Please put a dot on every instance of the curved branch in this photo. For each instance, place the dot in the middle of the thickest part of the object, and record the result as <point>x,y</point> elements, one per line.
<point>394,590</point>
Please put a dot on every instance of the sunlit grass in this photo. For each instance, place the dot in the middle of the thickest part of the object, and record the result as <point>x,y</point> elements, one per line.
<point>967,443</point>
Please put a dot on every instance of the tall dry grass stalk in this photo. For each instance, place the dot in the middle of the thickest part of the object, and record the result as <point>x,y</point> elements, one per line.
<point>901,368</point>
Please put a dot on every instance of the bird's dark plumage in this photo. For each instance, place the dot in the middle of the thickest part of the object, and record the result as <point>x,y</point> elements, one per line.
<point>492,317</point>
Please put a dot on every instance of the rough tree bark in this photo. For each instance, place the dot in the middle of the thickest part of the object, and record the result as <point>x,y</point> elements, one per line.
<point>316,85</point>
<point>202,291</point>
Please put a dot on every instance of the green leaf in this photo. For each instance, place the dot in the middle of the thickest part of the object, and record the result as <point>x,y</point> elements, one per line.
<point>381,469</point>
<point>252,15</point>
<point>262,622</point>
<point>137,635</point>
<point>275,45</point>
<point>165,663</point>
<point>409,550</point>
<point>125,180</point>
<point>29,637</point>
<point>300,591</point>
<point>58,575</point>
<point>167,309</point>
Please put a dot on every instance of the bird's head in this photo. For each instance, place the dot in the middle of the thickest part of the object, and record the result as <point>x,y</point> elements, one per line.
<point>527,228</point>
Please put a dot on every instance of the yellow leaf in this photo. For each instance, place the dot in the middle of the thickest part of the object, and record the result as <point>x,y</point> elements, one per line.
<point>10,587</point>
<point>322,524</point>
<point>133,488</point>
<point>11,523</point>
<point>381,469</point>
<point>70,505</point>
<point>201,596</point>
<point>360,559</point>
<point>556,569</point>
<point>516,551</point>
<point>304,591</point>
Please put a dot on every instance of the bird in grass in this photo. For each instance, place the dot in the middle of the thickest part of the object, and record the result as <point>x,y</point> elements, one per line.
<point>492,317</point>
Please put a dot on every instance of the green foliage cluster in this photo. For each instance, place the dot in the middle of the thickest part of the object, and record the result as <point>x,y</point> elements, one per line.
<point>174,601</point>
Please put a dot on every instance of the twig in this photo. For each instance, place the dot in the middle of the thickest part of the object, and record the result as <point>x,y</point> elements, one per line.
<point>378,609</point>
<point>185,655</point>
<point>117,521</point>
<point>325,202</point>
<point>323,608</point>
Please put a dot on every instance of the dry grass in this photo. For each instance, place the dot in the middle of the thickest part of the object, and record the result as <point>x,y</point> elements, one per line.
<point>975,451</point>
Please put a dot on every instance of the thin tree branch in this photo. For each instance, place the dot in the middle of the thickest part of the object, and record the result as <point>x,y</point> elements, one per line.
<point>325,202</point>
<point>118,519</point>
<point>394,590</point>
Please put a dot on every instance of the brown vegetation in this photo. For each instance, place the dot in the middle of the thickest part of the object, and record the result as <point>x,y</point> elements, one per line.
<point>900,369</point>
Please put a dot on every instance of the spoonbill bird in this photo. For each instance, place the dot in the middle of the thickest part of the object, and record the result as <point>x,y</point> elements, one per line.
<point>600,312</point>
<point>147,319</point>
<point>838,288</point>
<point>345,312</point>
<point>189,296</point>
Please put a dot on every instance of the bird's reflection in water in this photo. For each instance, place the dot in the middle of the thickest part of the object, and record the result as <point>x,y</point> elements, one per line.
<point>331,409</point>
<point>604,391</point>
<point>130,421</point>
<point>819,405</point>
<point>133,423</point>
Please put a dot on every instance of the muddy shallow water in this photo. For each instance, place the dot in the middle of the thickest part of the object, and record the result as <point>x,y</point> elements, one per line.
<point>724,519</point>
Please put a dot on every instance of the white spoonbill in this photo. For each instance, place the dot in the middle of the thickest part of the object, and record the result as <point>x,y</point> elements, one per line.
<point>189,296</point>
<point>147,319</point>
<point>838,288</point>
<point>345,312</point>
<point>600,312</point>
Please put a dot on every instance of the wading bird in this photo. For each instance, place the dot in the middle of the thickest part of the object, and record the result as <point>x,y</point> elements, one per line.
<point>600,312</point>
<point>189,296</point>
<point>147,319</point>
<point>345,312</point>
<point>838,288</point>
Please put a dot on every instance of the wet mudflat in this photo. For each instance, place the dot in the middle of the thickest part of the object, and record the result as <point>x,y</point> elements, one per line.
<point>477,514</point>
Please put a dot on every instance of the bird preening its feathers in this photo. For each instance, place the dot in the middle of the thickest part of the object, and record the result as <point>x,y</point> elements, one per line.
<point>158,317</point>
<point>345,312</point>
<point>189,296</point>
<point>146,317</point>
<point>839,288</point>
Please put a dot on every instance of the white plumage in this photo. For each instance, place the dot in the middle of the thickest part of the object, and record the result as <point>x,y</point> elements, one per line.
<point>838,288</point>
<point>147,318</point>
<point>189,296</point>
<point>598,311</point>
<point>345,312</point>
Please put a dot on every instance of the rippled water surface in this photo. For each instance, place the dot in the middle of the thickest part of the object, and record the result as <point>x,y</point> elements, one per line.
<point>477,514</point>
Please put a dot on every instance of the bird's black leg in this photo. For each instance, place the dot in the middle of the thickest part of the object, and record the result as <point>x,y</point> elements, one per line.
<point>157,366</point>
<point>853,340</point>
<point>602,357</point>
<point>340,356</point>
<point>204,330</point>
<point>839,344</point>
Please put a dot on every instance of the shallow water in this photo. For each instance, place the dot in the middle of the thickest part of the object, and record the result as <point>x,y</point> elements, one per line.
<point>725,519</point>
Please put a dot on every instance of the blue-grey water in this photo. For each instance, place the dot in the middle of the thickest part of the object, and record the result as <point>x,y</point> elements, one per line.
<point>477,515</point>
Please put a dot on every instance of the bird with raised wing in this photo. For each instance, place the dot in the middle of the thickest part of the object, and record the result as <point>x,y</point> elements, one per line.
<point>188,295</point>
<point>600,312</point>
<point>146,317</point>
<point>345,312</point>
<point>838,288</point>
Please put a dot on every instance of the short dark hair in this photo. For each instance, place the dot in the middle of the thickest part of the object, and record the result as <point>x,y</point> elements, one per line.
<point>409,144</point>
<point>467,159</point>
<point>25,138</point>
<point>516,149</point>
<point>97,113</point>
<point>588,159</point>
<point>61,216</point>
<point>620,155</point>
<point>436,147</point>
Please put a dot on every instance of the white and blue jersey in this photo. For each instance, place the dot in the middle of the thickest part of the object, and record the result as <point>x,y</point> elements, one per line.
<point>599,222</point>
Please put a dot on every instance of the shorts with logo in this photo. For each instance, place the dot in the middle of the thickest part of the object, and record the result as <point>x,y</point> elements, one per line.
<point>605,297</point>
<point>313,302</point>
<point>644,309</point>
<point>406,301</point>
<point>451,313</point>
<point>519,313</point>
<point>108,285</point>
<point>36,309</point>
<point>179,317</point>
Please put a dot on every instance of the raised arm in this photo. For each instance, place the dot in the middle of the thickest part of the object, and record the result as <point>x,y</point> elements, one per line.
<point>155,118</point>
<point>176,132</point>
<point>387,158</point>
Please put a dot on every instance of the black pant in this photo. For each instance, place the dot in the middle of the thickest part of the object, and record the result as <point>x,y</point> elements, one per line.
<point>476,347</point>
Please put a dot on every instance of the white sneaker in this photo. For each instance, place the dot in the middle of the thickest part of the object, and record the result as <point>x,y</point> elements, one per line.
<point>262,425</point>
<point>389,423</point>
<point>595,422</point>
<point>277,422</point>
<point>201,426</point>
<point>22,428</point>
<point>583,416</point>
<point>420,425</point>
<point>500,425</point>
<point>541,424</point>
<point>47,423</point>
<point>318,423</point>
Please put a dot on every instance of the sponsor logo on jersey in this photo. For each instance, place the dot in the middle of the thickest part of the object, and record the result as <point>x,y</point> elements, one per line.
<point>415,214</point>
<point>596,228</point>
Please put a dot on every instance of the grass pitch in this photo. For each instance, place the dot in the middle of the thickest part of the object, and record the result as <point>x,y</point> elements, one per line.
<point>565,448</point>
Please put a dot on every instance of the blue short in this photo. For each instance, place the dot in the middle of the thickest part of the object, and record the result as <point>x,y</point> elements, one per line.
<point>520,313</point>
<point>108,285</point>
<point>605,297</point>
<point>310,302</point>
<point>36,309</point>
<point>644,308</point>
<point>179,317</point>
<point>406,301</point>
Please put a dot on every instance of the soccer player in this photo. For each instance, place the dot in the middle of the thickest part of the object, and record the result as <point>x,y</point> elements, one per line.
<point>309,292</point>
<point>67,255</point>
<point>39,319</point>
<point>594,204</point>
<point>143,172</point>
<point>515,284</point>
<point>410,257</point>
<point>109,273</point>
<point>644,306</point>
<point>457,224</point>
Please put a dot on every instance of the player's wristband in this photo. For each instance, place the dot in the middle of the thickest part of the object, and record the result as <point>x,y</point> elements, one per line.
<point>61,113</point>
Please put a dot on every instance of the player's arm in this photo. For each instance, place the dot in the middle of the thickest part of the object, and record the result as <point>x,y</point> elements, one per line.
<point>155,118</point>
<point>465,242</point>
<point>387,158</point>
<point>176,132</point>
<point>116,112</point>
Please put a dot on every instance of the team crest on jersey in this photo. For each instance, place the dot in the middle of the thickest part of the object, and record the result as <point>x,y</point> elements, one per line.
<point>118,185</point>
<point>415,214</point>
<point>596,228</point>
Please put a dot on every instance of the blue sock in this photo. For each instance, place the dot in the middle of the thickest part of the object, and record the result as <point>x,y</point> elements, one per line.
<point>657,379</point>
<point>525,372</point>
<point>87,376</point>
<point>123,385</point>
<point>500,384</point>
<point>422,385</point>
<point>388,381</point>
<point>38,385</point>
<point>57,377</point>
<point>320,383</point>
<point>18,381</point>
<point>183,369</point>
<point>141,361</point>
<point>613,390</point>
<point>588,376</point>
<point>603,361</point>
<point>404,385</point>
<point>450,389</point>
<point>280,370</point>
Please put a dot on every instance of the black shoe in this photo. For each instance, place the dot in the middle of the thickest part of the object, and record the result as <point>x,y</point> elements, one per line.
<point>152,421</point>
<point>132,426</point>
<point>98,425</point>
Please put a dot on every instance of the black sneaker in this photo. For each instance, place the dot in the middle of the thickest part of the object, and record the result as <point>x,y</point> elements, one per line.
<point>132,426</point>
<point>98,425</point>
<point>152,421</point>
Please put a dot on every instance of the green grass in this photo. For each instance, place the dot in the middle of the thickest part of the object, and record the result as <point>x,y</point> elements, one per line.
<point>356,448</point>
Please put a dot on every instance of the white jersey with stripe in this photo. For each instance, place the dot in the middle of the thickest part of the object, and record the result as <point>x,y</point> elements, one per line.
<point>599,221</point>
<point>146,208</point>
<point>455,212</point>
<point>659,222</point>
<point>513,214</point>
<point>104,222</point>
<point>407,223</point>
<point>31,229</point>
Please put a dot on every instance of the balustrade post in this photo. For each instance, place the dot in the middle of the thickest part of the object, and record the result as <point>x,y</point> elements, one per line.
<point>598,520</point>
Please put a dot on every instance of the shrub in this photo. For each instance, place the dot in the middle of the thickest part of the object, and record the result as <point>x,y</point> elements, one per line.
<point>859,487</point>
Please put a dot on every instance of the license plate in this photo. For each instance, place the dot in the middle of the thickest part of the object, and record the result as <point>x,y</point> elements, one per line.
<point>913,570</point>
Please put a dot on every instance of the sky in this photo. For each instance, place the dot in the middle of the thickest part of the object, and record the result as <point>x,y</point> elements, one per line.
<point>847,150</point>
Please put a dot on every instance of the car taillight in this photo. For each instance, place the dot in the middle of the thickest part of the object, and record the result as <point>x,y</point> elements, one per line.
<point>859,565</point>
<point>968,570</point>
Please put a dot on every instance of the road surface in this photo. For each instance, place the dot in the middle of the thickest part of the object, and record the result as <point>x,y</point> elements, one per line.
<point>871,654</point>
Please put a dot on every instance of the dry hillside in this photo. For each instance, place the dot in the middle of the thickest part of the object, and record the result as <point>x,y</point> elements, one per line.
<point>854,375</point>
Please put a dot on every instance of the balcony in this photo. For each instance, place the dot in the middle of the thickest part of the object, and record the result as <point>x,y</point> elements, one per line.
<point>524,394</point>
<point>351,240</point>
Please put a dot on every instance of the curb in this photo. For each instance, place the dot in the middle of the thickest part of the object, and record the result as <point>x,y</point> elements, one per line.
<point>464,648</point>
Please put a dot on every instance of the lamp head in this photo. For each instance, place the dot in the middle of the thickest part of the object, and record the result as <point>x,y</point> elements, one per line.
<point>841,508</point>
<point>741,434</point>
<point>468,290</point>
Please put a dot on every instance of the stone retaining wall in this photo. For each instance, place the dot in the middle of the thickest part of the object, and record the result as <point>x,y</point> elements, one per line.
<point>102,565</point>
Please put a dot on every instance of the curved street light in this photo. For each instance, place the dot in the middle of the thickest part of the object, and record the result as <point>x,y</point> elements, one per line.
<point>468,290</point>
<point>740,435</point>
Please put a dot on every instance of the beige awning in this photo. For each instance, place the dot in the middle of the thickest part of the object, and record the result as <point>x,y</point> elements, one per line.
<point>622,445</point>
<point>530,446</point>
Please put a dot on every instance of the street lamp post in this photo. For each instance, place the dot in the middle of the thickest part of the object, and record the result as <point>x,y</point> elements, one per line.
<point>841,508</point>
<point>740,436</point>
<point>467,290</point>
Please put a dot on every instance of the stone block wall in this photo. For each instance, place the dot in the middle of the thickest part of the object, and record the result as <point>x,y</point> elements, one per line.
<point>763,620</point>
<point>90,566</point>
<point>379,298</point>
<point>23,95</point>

TASK BRIEF: Transcribe, word for word, every line from the one containing "Please put a dot on every instance of the curved street" through the final line of the entries, and nothing else.

RESULT:
Please put a dot on every instance of the curved street light in this photo. For each instance, place the dot in the middle of the thickest part of the object, and record the result as <point>x,y</point> elements, one per line.
<point>468,290</point>
<point>740,435</point>
Please put a dot on every instance of the beige awning in this photo. For each instance, place the dot in the middle of the thickest part of the object, and record the result as <point>x,y</point> elements, one per line.
<point>622,445</point>
<point>530,446</point>
Please put a dot on every instance of the street lamp post in this photo. For each instance, place the dot in the middle of the thickest part of the object, and record the result as <point>x,y</point> elements, one per line.
<point>841,508</point>
<point>740,436</point>
<point>467,290</point>
Please put a dot on every instance of the stone block wall in this photo. For each instance, place the dot in the middle of the thickest part of the object, and record the result as <point>x,y</point> elements, one per line.
<point>763,620</point>
<point>90,566</point>
<point>379,298</point>
<point>23,95</point>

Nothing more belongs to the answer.